EXTRACTED TEXT:
+-------+
FRONTIERS IN HEALTH SERVICES, sa.6, ss.1-10, 2026 (ESCI, Scopus)
Introduction:
Artificial intelligence–based chatbots are increasingly used by patients to obtain medical information before healthcare encounters. However, the reliability and safety of chatbot-generated responses remain uncertain, particularly for topics involving procedural sedation.
Methods:
This study evaluated the quality, safety, and confabulation risk of responses generated by ChatGPT, Gemini, and Copilot to common patient questions about procedural sedation. A set of standardized patient-oriented questions was submitted to each chatbot, and responses were independently evaluated by clinical experts using predefined criteria assessing informational quality, clinical safety, and the presence of confabulated or misleading content.
+-------+
PROVIDED INFORMATION:
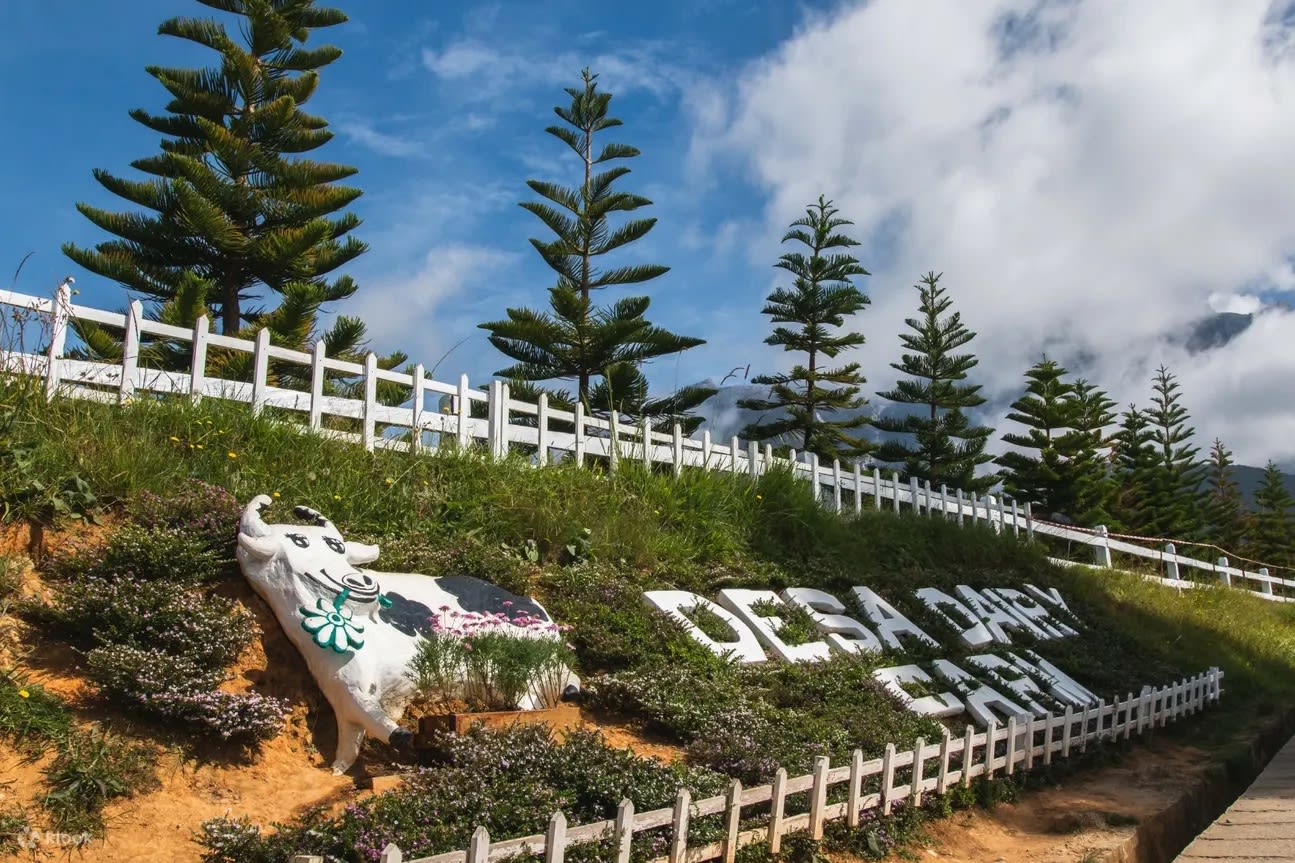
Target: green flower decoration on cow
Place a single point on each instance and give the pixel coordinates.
(332, 625)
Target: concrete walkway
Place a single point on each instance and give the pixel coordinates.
(1260, 826)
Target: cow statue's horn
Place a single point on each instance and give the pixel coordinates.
(254, 535)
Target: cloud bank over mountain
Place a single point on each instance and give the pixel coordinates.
(1092, 176)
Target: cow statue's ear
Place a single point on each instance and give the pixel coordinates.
(359, 553)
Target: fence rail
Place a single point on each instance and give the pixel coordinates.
(547, 430)
(929, 767)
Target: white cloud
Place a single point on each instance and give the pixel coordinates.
(405, 310)
(1087, 174)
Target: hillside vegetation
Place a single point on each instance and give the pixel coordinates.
(584, 542)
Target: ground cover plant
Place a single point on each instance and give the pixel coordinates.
(587, 543)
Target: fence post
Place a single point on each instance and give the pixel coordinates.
(1171, 565)
(835, 483)
(916, 784)
(856, 788)
(732, 820)
(60, 312)
(465, 414)
(1102, 550)
(677, 443)
(371, 398)
(819, 797)
(777, 807)
(420, 395)
(679, 836)
(554, 839)
(968, 754)
(579, 445)
(614, 432)
(624, 829)
(942, 782)
(260, 371)
(887, 778)
(198, 359)
(478, 849)
(541, 429)
(130, 351)
(317, 385)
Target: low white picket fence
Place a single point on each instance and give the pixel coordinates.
(578, 436)
(933, 769)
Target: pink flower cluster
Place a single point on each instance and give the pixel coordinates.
(468, 623)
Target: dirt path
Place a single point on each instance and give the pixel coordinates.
(1083, 819)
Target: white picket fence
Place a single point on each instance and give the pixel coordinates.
(545, 430)
(1022, 743)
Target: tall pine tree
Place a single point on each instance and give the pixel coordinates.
(1225, 517)
(1045, 414)
(816, 306)
(1136, 463)
(944, 447)
(231, 217)
(1273, 539)
(576, 340)
(1087, 471)
(1175, 486)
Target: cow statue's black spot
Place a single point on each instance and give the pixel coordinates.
(407, 616)
(412, 617)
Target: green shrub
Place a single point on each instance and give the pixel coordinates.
(157, 553)
(31, 717)
(196, 509)
(91, 770)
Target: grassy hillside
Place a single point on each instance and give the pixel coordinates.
(587, 544)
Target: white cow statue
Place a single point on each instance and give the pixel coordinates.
(358, 629)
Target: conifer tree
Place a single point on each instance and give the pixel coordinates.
(816, 306)
(1273, 538)
(1225, 515)
(229, 215)
(1087, 472)
(1045, 411)
(1175, 486)
(945, 447)
(576, 340)
(1136, 463)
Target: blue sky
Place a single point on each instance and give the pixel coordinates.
(1092, 176)
(443, 114)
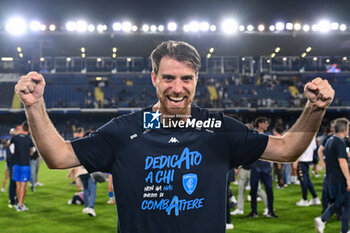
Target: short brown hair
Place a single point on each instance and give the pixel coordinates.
(179, 50)
(260, 120)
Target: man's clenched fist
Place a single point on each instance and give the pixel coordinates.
(30, 88)
(319, 93)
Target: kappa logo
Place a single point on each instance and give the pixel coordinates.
(173, 140)
(151, 120)
(189, 181)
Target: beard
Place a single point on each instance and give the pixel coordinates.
(175, 113)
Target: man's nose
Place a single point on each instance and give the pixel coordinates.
(177, 87)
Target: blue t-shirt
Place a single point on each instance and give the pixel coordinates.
+-------+
EXERCISE PROMPT: Write the next part of the abstract on chatbot answers to patient questions about procedural sedation, starting after the last sentence of its Methods section.

ANSWER SPACE:
Results:
The results demonstrated variability in response quality across chatbots, with several answers containing incomplete information, safety omissions, or potentially misleading statements. Although many responses provided generally understandable explanations, important clinical details relevant to patient safety were inconsistently addressed.
Discussion:
These findings suggest that while AI chatbots may support patient education, their responses regarding procedural sedation may contain safety gaps and confabulated content that limit their reliability as standalone sources of medical information. Careful oversight and clinician-guided use of AI-generated health information may therefore be necessary to ensure safe and accurate patient communication.